WHAT TO WORK ON >> Write the listing below out again in full, dropping its pictures.

DATA Block Start

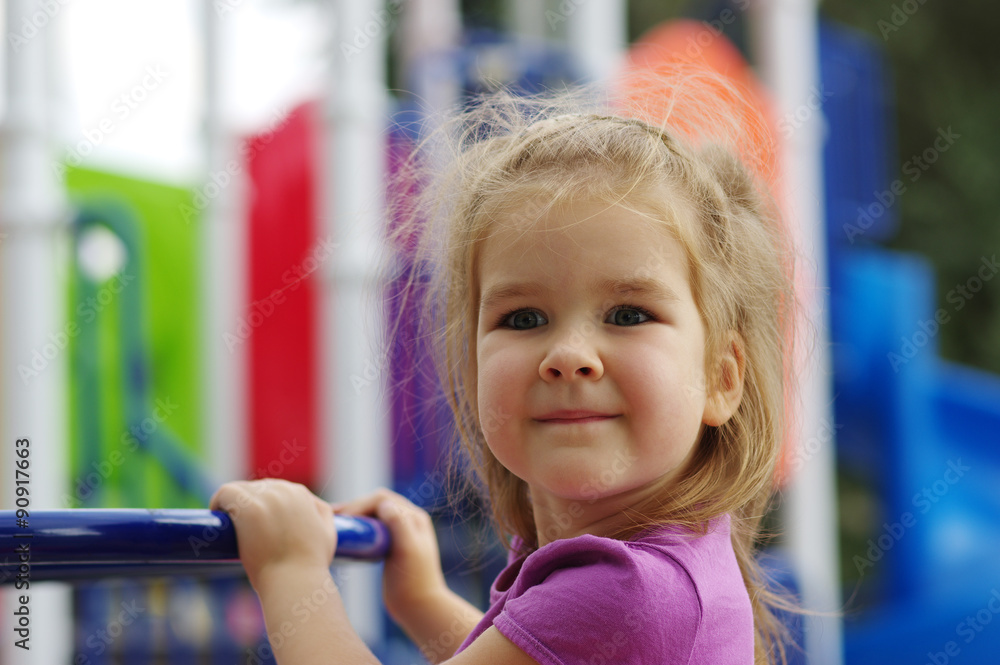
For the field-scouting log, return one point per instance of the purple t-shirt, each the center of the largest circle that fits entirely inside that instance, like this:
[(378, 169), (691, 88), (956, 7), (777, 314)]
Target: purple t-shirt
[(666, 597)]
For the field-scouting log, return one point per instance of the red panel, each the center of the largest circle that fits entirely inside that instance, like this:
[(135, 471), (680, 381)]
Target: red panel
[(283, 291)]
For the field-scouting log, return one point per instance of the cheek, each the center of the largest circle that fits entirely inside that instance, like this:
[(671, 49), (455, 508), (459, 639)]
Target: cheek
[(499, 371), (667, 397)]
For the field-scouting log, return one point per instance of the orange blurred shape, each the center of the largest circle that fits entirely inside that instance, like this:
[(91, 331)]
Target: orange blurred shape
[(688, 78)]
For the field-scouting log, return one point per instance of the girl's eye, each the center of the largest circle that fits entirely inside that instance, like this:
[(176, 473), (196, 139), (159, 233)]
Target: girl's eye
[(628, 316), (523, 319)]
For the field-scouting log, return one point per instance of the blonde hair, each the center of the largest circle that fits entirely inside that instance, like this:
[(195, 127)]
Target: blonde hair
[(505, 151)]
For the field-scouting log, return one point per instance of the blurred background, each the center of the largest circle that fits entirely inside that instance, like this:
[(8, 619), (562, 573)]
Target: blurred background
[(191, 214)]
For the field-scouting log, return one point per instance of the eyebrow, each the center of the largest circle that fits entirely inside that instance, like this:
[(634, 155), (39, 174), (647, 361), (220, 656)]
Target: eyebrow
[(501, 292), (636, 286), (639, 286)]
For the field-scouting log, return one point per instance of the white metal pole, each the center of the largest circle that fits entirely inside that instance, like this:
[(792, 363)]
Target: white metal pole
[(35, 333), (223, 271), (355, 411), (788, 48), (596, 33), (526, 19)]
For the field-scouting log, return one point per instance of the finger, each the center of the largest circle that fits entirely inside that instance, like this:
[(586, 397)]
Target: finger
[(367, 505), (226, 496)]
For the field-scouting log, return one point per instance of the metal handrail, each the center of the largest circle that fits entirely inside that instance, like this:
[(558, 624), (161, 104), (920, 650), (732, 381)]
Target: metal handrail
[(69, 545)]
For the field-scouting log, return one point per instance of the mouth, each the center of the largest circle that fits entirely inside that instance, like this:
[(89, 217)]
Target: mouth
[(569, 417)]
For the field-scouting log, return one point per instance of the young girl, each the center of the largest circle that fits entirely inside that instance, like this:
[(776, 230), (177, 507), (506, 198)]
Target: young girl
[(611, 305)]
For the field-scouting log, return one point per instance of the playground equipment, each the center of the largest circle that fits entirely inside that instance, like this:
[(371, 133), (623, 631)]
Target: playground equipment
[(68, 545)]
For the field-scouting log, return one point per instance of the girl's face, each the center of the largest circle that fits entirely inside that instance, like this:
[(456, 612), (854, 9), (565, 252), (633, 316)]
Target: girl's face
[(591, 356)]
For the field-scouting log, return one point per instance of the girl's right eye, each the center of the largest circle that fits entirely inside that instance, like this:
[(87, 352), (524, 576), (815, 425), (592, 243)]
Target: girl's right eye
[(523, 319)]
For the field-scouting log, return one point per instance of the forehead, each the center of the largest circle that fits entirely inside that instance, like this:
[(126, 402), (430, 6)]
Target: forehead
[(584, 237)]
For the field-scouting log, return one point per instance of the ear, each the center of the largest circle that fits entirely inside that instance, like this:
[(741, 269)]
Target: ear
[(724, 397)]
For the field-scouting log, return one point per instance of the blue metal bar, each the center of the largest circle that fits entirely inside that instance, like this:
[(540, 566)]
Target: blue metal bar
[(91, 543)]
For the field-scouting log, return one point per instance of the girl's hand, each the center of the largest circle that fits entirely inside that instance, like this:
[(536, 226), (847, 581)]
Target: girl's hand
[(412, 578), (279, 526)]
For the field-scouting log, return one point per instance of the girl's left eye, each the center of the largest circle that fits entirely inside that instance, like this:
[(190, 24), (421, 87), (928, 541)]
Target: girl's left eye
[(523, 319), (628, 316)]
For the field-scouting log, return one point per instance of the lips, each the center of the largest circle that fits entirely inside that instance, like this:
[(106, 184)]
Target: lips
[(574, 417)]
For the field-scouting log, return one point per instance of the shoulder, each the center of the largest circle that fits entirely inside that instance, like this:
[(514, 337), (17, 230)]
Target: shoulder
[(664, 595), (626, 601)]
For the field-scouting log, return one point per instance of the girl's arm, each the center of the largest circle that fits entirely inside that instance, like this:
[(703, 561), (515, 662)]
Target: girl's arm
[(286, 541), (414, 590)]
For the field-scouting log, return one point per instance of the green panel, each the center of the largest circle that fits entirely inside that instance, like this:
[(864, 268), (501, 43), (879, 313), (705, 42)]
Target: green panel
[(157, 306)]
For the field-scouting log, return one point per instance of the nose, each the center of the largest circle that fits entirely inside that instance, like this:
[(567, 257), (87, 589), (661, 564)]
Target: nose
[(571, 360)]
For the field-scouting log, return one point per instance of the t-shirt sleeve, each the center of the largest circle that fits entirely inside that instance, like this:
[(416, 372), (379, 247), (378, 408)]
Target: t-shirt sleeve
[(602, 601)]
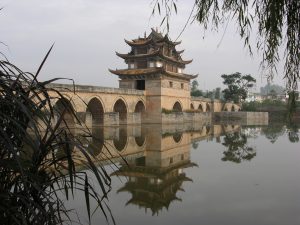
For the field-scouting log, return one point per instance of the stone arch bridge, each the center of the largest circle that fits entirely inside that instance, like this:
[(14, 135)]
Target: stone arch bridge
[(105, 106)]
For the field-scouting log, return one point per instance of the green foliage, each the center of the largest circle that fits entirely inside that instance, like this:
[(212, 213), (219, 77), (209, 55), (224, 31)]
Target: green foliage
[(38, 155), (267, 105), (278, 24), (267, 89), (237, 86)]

DATA Block End

EXERCISE RESPONSE >>
For the field-scouting log, return one point per instance of the purple t-shirt, each the center of the largest circle that fits entirely inside that instance, like this:
[(378, 169), (691, 88), (956, 7), (777, 314)]
Target: purple t-shirt
[(666, 597)]
For the field-scouting log, return one point per instance of the red panel, each the center of the largest circle that fits entirely inside that instance, like this:
[(135, 471), (680, 381)]
Target: red panel
[(283, 291)]
For the field-scouting log, return one point per instance of the cheek, each the center of the largest circle that fits entirely inside that instance, like this:
[(671, 49), (455, 508), (459, 639)]
Target: cheek
[(499, 371), (667, 397)]
For the field-scouting log, return one point per instance of the orange blurred shape, each the center of the largest circle that fits entirely inside that instance, like this:
[(91, 331)]
Target: orange blurred shape
[(688, 78)]
For the field-scouting log, return one point per instance of the girl's eye, each the center of the largest circle that fits entirely inside that instance, like this:
[(176, 473), (196, 139), (159, 233)]
Target: girl's eye
[(628, 316), (523, 319)]
For the field-scouting log, return one point per instance of the blonde hair, each the center of the largest circle that fits entirely inside that instance, like this:
[(195, 127)]
Target: blonde hair
[(505, 151)]
For the field-scouting log, return one point per instance of the blurred background, each the center of the largest circle that fits entirely inside that instance, like this:
[(8, 619), (562, 573)]
Target: blurred background
[(191, 214)]
For the field-scouting log, return one point per instance of the eyebrow, each the center of the largest circle that fits entirely inside that instance, like this:
[(634, 155), (39, 174), (647, 361), (220, 656)]
Target: eyebrow
[(501, 292), (636, 286), (639, 286)]
For the field-scouting log, return one point per instance of the white metal pole, each the center of the largest circle that fits entirely inside that instance, like this:
[(792, 363)]
Target: white metal pole
[(35, 333), (223, 271), (355, 411), (788, 48), (596, 33), (526, 19)]
For the field-scouting log, return one point per instance of the finger, each the center of the largest circle that fits entirely inside that instance, like this:
[(586, 397)]
Target: finger
[(367, 505), (226, 496)]
For the field-scouting log, return one point per instance of the metal handrail, each the center of the largest circle that fits entirely inside that instance, like this:
[(558, 624), (161, 104), (920, 650), (732, 381)]
Target: metal handrail
[(69, 545)]
For the field-scouting log, return one point per instance of the mouth, each the center of the largest circle that fits entirely inside that instance, like this:
[(89, 217)]
Target: mouth
[(569, 417)]
For the field-scouting log, return one point per instance of the young girl, each the center of the largest circle that fits entirely inside that instance, like this:
[(776, 230), (177, 507), (506, 198)]
Target: young girl
[(611, 305)]
For the field-scouting log, return one point per instance of the playground equipment, each the center of the largest circle that fits entirely inside that instance, like this:
[(371, 133), (623, 631)]
Target: playground equipment
[(68, 545)]
For the field-scouting log, return one point per instance of the girl's face, each the center of the largest circle that fits entirely inside that instance, like this:
[(456, 612), (854, 9), (565, 252), (633, 316)]
Target: girl's face
[(591, 356)]
For the field-scouting log, return one point per instance of the girl's right eye, each the center of the largest circle that fits entirely inside that instance, like this:
[(87, 352), (524, 576), (815, 425), (592, 243)]
Target: girl's right eye
[(523, 319)]
For the field-scouting log, return one point per instance of the forehead, each the center of the largest circle that fits entirely inside that instance, like this:
[(126, 402), (430, 6)]
Target: forehead
[(584, 237)]
For the field-scouting log, return one point per instance of the ear, each the center of the largest circle that fits entirely inside that instance, like this:
[(741, 269)]
Target: ear
[(724, 397)]
For the field-scouting log, return one point per instance of the blue metal bar, each the center of the largest circle that fits entirely inside that instance, like this:
[(540, 566)]
Target: blue metal bar
[(91, 543)]
For the field-scouting log, return one point per instance of the girl's hand, each the center of the largest circle that fits entirely inside that instance, like this:
[(536, 226), (847, 581)]
Target: girl's hand
[(412, 578), (279, 526)]
For the field-scouting log, return one point per instance of the girl's left eye, each the center of the largest circle that fits entirely inside that instance, like this:
[(190, 24), (421, 87), (928, 541)]
Target: girl's left eye
[(523, 319), (628, 316)]
For the field-scouting log, return one point per instance of the lips, each the center of the largest circle that fits entirely inside that instance, like this:
[(106, 184)]
Target: lips
[(574, 417)]
For the field-scouting log, return one point per instance of the shoulder, each the center of the largest circle that fits entirely inside that instance, like this:
[(514, 337), (17, 230)]
Target: shoulder
[(664, 595), (626, 601)]
For the field-scouting log, return one point per instance of the girl's arm, each the center of the largest circle that fits entirely inside that instance, like this:
[(703, 561), (515, 662)]
Target: girl's arm
[(286, 541), (414, 590)]
For the field-scouting log, return one point per instance of the green panel, each the center of the largest circle that fits entirely inside that instance, like this:
[(864, 268), (501, 43), (879, 313), (705, 42)]
Target: green panel
[(157, 306)]
For the field-scouting log, return one point per instance of the nose, each the center of the largest circle that fits entirely inside that instance, like this:
[(567, 257), (87, 589), (661, 564)]
Target: nose
[(571, 360)]
For the field-scouting log, return one point per instance of the t-shirt sleeve, each the center of the largest circle that fits entirely inside that instance, like this:
[(416, 372), (379, 247), (378, 408)]
Target: t-shirt sleeve
[(602, 601)]
For the field-scouting log, return one point per instance of the stone arch bridge, each the center of the largest circle that fits entirely inside that instance, like this:
[(14, 135)]
Target: stone arch bridge
[(105, 106)]
For the field-scouting log, return one point per instance of the green foliage, each the center of the largest circle that fits entirely inside that instance, like this:
[(212, 213), (219, 77), (209, 55), (224, 31)]
Target: green foliage
[(38, 155), (267, 105), (278, 24), (267, 89), (237, 86)]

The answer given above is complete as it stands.